» **Selected passage**
+===+

Sunday, 20 June 2021

Toronto - RAF Memorial, Mt. Pleasant Cemetery

 

Location:  City of Toronto     N 43.69881   W -79.37382

In Mount Pleasant Cemetery, a short distance inside the Bayview Avenue gates.

This memorial was erected to pay tribute to the airmen who died while on duty in Canada as members of the Royal Flying Corps and Royal Air Force during World War I.  This was before the 1920 creation of the RCAF.

Later, the dates of World War II were also added.  A brass emblem of the RAF is mounted at the top of the tall granite stone.  No names are mentioned on the memorial, but several former servicemen are buried in this busy cemetery, including one of the most famous of them all, William G. Barker V.C.  You can see my previous post of his memorial by following this link:  http://ontariowarmemorials.blogspot.com/2013/03/toronto-william-g-barker.html

The Mount Pleasant cemetery is the final resting place of dozens of people who served gallantly for the cause of freedom.  A wonderful resource of the detailed list WWI & WWII Commonwealth War Graves found here:   file:///C:/Users/Tim/AppData/Local/Temp/mount-pleasant-cemetery-wwi-wwii-cwgc-listing.pdf

 


Marker text:

(RAF crest)

TO

THE MEMORY

OF

THE OFFICERS

NON-COM. OFFICERS

CADETS AND

AIRMEN

OF THE ROYAL FLYING 

CORPS

AND

ROYAL AIR FORCE

WHO DIED

WHILST ON DUTY

IN CANADA

1917 - 1919

1939 - 1945









Saturday, 12 June 2021

LaRue Mills

 

Location: Mallorytown in the United Counties of Leeds and Grenville

GPS: N 44.431691  W 75.885784

 

 

This memorial is situated on the north side of the scenic Thousand Island Parkway near where Old River Rd and Buells Point Rd meet. Located on the left at the entrance of the historical LaRue Mills cemetery, is a bench with a plaque honouring 12 men from the Front of Escott Township who lost their lives in WWI and WWII.

 

Both, the memorial and cemetery are easily missed as they are situated far from the road. At first I was looking for the cemetery. Took me a long time to find it until I realized that when there is a sign saying there is an historical place or plaque, you better slam on your brakes because it is where that sign is, not further at the next street. Saw the bench and at first thought that is was dedicated to someone who passed away or maybe that the bench was donated by a generous benefactor until I read the plaque, then I knew that it was a memorial dedicated to some brave men who died for us. 

We shall remember them.

+===+

» **Direction**
Answer these questions using the war memorials passage.
(a) What is mounted at the top of the tall granite stone in Mount Pleasant Cemetery?
(b) In what year was the RCAF created?
(c) How many men does the plaque on the bench at LaRue Mills honor?
Rely only on the war memorials passage for your answers.

» **Data provided**
+===+

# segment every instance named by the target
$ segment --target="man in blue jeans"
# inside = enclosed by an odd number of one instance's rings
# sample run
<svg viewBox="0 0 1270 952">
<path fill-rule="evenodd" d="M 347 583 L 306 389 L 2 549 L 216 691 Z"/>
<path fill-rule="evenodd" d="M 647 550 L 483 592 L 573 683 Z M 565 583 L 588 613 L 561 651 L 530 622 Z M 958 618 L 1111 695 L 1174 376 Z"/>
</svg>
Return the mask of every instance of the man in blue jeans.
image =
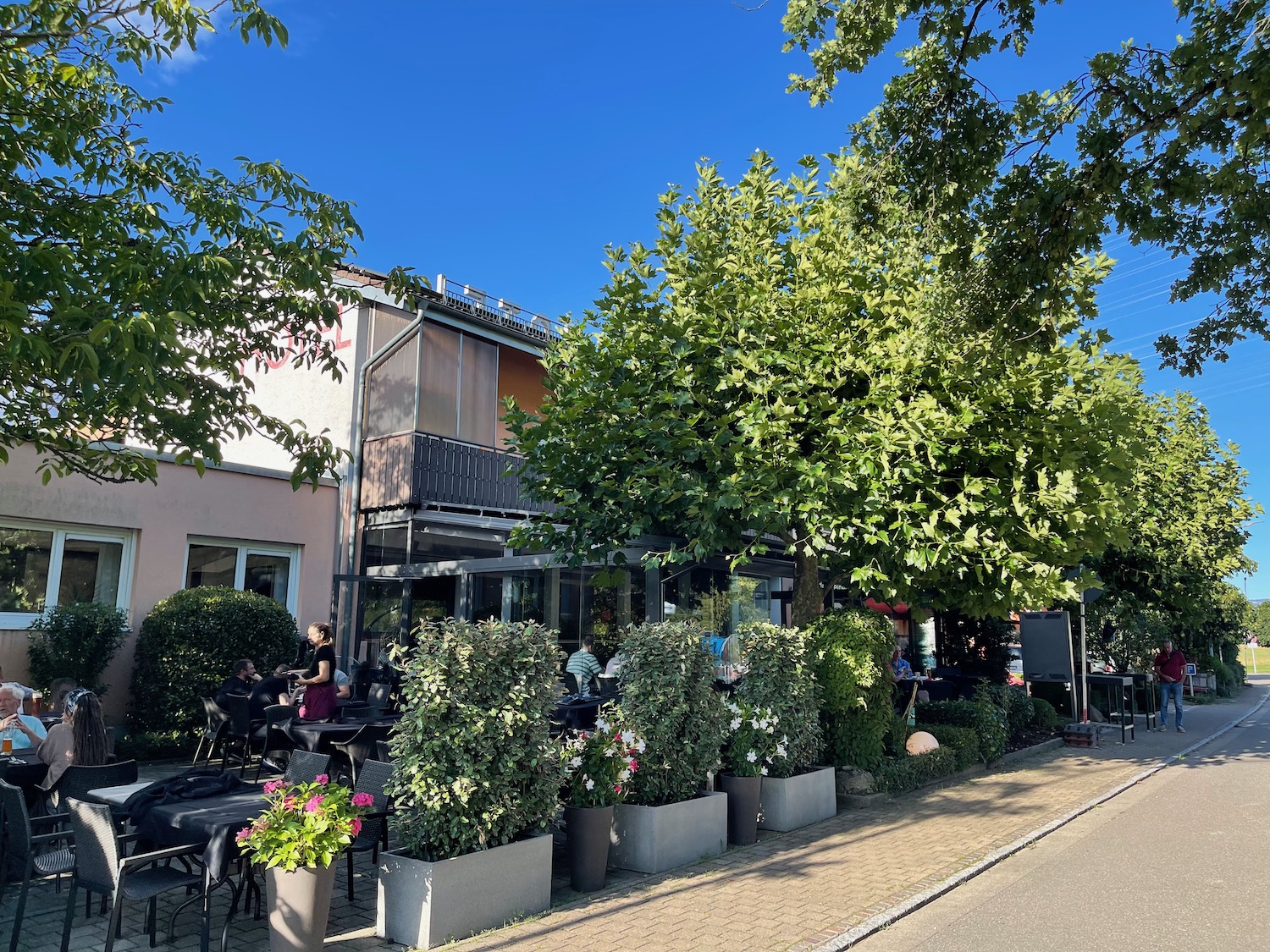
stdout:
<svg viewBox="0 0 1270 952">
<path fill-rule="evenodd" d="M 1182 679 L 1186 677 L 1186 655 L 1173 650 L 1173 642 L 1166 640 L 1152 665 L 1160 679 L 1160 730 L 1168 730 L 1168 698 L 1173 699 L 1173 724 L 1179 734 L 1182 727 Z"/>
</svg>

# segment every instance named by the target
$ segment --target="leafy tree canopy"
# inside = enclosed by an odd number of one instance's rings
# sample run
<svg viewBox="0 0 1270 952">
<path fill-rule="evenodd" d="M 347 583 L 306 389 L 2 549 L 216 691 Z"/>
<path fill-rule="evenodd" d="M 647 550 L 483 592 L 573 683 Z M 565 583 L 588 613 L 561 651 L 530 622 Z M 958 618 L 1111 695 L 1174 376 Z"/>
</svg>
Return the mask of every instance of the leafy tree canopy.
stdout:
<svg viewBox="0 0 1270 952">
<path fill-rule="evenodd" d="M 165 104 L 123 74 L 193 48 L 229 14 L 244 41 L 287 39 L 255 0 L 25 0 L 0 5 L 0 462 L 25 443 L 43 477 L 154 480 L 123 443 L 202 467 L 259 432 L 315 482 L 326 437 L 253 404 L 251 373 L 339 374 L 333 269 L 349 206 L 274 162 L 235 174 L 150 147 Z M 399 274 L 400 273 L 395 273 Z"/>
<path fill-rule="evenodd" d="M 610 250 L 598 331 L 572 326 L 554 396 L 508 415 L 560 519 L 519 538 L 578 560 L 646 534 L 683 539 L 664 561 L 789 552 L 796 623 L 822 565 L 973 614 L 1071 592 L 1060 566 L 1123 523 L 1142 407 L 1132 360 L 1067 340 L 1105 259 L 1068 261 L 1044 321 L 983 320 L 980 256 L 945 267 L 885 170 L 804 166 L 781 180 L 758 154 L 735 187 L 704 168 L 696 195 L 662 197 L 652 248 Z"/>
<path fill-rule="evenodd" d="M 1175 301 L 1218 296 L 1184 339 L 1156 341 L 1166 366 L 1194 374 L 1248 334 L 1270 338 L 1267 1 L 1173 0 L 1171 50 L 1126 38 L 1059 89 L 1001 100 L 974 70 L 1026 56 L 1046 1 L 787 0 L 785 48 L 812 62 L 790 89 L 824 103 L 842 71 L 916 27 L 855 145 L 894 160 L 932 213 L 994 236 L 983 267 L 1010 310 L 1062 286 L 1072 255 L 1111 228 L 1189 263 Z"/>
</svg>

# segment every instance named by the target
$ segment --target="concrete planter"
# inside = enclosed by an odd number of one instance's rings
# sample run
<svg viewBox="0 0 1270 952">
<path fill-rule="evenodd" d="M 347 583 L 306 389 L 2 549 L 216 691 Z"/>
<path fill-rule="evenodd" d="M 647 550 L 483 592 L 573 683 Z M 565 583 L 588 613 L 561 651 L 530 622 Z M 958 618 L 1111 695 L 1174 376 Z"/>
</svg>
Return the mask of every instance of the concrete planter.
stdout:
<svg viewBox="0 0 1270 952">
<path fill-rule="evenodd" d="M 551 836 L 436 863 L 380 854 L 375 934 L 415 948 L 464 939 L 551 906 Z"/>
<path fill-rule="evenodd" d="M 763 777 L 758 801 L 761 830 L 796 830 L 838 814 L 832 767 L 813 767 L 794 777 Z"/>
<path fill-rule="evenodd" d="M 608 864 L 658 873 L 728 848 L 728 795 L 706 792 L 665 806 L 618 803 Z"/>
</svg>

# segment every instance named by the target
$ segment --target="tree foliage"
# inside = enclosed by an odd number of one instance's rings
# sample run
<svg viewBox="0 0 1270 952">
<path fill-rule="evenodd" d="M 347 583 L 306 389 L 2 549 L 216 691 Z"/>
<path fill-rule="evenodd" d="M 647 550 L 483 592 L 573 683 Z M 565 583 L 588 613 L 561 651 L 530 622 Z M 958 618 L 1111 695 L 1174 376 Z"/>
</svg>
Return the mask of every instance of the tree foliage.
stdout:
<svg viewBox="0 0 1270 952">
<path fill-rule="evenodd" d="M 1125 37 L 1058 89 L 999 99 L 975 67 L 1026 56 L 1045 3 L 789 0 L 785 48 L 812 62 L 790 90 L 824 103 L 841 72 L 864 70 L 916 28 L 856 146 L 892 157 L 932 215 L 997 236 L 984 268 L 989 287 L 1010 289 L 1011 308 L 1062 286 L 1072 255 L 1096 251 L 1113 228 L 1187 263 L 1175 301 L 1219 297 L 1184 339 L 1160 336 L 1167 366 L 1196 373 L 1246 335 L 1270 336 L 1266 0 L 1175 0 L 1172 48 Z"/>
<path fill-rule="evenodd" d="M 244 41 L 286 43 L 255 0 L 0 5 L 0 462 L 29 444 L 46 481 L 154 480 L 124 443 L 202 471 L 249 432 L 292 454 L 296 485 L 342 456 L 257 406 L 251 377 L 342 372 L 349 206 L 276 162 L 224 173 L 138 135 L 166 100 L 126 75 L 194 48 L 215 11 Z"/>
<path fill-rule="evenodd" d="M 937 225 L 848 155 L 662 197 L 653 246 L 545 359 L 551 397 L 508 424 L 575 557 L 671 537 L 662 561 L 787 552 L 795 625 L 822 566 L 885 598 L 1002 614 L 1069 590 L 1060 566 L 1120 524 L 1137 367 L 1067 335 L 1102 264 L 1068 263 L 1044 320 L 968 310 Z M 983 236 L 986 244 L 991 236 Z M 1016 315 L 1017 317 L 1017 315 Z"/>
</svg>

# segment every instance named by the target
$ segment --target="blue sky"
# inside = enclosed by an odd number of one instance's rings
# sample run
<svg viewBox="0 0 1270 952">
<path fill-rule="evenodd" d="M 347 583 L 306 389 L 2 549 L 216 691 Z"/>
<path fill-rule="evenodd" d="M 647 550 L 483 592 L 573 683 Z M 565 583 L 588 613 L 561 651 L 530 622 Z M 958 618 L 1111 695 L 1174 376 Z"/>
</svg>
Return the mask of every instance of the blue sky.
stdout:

+===+

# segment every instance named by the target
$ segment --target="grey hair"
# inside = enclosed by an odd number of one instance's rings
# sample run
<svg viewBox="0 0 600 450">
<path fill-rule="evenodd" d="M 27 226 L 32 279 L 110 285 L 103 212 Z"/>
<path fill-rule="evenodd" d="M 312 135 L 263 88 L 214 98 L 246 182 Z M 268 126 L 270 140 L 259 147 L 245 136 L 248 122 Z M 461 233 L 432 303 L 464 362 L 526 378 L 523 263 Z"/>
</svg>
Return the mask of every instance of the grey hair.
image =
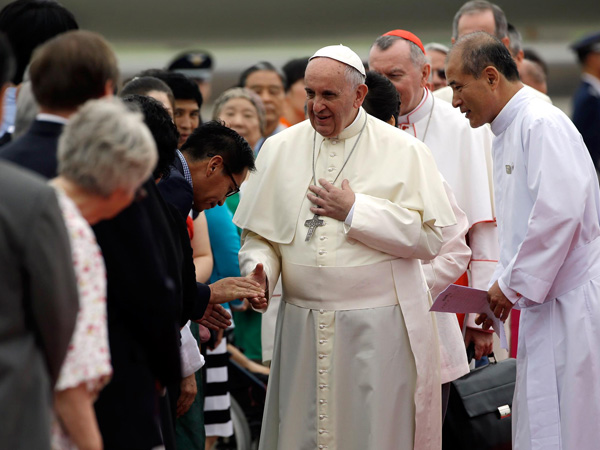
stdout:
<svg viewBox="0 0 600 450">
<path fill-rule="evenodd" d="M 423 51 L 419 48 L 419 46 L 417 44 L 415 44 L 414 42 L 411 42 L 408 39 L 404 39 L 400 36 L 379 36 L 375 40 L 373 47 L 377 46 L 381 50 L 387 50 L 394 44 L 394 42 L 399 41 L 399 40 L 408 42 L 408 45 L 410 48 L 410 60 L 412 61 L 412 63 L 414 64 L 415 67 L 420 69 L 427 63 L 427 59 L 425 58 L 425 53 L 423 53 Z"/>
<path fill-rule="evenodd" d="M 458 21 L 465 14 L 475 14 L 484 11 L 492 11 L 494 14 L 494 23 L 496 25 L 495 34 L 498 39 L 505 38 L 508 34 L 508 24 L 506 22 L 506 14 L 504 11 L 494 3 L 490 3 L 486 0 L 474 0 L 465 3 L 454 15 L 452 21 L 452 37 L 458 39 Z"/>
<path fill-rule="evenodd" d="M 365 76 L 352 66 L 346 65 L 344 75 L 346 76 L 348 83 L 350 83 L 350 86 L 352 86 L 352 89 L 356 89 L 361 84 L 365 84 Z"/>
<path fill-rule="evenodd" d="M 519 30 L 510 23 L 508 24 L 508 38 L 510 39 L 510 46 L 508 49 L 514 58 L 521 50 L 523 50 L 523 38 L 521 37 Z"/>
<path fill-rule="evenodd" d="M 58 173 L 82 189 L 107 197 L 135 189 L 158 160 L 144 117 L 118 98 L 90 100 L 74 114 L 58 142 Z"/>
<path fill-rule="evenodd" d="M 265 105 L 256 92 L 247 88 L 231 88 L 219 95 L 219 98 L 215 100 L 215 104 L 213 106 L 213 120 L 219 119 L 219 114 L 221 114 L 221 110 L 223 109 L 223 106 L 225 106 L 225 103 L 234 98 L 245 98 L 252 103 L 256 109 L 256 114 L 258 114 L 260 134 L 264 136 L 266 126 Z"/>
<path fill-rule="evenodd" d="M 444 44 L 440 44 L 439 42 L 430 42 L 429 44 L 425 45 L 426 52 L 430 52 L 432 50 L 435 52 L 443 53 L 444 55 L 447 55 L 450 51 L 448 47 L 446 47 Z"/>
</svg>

+===+

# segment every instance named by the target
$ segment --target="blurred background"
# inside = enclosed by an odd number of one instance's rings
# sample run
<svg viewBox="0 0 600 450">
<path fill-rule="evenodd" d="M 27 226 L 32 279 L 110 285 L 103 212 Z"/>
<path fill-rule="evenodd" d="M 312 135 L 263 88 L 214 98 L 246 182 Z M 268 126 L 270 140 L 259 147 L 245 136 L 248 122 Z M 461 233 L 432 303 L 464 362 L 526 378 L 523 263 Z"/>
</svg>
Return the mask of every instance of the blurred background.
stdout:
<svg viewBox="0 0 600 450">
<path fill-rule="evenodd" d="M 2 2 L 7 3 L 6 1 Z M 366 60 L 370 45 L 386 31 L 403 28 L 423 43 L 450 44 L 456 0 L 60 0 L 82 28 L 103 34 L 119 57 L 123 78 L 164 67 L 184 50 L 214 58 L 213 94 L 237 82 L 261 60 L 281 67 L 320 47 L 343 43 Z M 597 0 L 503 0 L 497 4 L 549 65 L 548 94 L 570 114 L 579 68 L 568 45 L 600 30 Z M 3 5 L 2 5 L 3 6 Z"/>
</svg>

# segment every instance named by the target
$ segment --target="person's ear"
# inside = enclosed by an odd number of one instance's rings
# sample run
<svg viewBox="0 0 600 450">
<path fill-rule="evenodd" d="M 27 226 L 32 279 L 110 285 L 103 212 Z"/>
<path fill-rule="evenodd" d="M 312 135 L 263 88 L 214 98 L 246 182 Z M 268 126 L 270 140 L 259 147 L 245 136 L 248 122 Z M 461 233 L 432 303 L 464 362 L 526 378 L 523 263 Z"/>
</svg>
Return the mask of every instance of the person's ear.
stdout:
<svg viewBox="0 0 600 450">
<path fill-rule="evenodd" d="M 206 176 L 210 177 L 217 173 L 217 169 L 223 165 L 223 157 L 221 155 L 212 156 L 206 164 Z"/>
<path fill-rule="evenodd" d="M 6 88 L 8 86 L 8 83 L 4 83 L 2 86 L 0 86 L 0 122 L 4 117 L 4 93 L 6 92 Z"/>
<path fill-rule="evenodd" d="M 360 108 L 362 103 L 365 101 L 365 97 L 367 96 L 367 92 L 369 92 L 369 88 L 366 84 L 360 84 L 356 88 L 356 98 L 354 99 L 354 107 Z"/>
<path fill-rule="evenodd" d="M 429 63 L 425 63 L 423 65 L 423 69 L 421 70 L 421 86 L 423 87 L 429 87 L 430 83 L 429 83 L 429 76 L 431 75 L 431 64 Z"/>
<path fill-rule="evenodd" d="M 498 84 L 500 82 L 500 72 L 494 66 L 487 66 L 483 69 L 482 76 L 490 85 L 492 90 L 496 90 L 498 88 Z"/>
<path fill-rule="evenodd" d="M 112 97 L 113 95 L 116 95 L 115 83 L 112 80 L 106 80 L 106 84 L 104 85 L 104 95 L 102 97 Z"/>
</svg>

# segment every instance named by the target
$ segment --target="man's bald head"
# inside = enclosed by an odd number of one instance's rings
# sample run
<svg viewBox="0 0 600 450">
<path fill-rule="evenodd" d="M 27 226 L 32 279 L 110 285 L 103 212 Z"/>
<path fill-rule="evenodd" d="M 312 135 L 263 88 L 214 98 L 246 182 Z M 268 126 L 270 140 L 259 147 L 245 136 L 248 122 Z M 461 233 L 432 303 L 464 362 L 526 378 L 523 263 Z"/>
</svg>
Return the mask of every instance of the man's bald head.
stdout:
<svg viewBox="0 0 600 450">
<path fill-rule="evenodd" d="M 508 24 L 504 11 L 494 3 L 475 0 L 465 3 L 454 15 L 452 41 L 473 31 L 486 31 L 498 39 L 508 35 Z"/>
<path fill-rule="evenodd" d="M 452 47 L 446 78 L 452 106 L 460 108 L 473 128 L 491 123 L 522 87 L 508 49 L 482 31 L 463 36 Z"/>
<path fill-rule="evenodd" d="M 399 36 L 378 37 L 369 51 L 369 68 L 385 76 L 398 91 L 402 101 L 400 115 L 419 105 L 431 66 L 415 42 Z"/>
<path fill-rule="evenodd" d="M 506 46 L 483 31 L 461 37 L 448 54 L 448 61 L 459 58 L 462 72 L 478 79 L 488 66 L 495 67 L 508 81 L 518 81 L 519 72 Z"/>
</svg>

+===+

» **Solution**
(a) A brass emblem of the RAF.
(b) 1920.
(c) Twelve men from the Front of Escott Township who lost their lives in WWI and WWII.